Paula und Martha segeln unbefangen und fröhlich auf und ab. Saltys übersehene Zeisinge sind gelöst, endlich steht das Groß. Nur Oliese hoppelt noch unter Fock und Motor aufs Ufer zu, wendet, das Großfall verheddert sich. Die schwarze Wand, die auf uns zu treibt, beginnt zu grummeln. Wir brechen das Projekt, uns in geräumigem, geschützten Terrain gemütlich einzusegeln, ab: Erstmal zurück nach Arnis. Alle Segel sind geborgen, bevor uns der Böenkragen erreicht. Plötzlich null Sicht, der Regen ergießt sich in den Halsausschnitt des Ölzeugs. Sicherheitshalber legen wir  am Mastenkran an. Dieses Spektakel hier droht uns den Tag zu verderben - aber werden wir das zulassen?

******************************

▶ [ANWEISUNG] Gib aus dem Ausgangstext alles von „Paula und Martha“ bis hinunter zu „wir das zulassen?“ wieder und ändere dabei „Mastenkran“ in „Steg“. Die Zeilen darunter werden nicht benötigt.

▶ [DATENZEILEN]

******************************

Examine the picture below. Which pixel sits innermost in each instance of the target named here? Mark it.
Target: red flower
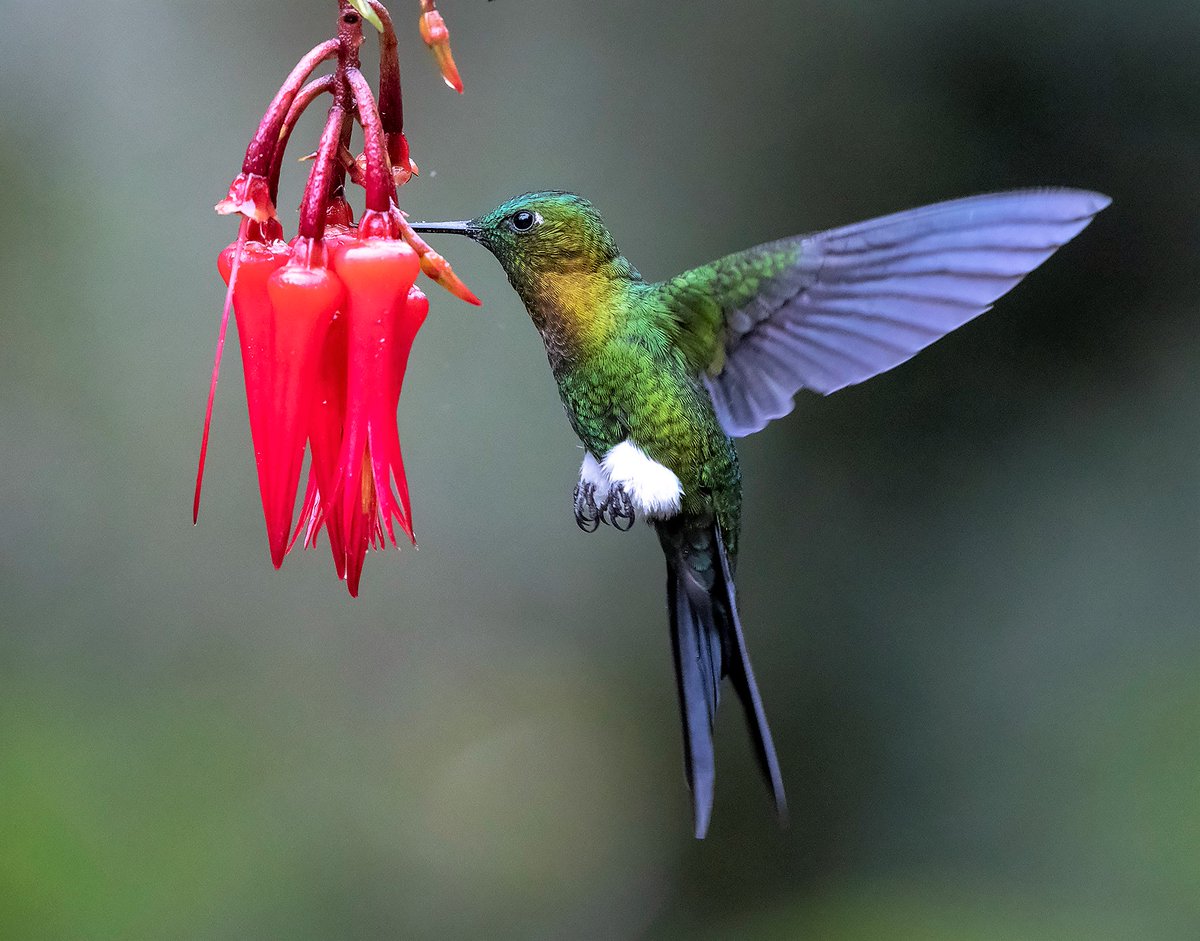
(327, 322)
(358, 487)
(283, 306)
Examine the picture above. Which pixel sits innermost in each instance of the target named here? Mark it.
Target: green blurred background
(971, 586)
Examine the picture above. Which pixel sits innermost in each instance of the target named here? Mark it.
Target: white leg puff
(653, 489)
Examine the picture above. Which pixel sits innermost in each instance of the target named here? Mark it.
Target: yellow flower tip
(367, 13)
(438, 269)
(250, 196)
(437, 37)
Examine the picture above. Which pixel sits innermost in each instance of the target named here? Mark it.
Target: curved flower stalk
(327, 321)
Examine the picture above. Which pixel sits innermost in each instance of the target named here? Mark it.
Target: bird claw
(587, 514)
(618, 509)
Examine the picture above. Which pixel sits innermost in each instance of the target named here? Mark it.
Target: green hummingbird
(658, 378)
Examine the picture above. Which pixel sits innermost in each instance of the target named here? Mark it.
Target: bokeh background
(971, 586)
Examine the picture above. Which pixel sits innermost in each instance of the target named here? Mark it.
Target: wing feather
(834, 309)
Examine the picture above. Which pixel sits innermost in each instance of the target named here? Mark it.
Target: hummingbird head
(562, 261)
(539, 234)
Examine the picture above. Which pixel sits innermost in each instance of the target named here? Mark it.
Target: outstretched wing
(834, 309)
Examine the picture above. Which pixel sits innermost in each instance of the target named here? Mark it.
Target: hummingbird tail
(708, 645)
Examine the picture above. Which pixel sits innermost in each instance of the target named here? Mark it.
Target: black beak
(455, 228)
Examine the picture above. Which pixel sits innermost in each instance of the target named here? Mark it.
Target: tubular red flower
(370, 490)
(283, 307)
(327, 322)
(437, 37)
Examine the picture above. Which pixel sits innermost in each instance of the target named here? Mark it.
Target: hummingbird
(659, 378)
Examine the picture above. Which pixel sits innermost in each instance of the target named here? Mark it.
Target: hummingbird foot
(587, 514)
(617, 510)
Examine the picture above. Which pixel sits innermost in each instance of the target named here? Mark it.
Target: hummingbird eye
(525, 220)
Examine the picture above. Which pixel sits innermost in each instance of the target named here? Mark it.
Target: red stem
(321, 178)
(261, 153)
(378, 183)
(306, 96)
(391, 106)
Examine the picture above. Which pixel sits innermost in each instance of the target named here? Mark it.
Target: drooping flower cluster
(327, 319)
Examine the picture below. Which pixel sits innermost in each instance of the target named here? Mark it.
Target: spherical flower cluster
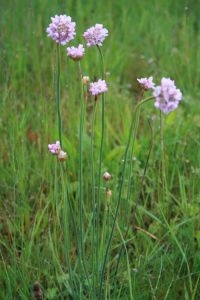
(146, 83)
(61, 29)
(98, 87)
(55, 149)
(76, 53)
(167, 96)
(95, 35)
(85, 79)
(107, 176)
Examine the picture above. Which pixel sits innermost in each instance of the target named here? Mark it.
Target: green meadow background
(156, 38)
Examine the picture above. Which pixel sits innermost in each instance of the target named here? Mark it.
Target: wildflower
(167, 96)
(61, 29)
(108, 193)
(85, 79)
(95, 35)
(98, 87)
(62, 155)
(146, 83)
(107, 176)
(76, 53)
(54, 148)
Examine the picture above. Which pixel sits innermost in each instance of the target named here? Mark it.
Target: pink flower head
(107, 176)
(167, 96)
(76, 53)
(146, 83)
(54, 148)
(95, 35)
(62, 155)
(61, 29)
(98, 87)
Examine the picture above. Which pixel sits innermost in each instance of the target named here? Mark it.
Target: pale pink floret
(95, 35)
(146, 83)
(167, 96)
(98, 87)
(54, 148)
(62, 155)
(76, 53)
(61, 29)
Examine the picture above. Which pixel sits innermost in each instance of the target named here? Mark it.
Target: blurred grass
(159, 38)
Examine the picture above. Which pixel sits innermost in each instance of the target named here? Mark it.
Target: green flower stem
(81, 222)
(94, 226)
(100, 161)
(58, 95)
(120, 191)
(163, 177)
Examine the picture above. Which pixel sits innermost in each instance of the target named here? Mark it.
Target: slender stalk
(94, 225)
(81, 191)
(120, 191)
(163, 178)
(58, 96)
(100, 161)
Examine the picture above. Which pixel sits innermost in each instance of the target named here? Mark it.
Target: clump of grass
(159, 240)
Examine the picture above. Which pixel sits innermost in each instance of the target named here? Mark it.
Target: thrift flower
(107, 176)
(167, 96)
(62, 155)
(76, 53)
(61, 29)
(146, 83)
(98, 87)
(109, 193)
(54, 148)
(95, 35)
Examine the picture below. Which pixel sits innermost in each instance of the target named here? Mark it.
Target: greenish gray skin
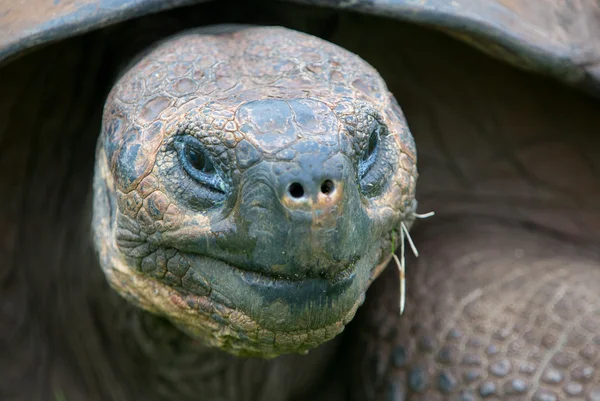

******************************

▶ [ERGEBNIS]
Paula und Martha segeln unbefangen und fröhlich auf und ab. Saltys übersehene Zeisinge sind gelöst, endlich steht das Groß. Nur Oliese hoppelt noch unter Fock und Motor aufs Ufer zu, wendet, das Großfall verheddert sich. Die schwarze Wand, die auf uns zu treibt, beginnt zu grummeln. Wir brechen das Projekt, uns in geräumigem, geschützten Terrain gemütlich einzusegeln, ab: Erstmal zurück nach Arnis. Alle Segel sind geborgen, bevor uns der Böenkragen erreicht. Plötzlich null Sicht, der Regen ergießt sich in den Halsausschnitt des Ölzeugs. Sicherheitshalber legen wir  am Steg an. Dieses Spektakel hier droht uns den Tag zu verderben - aber werden wir das zulassen?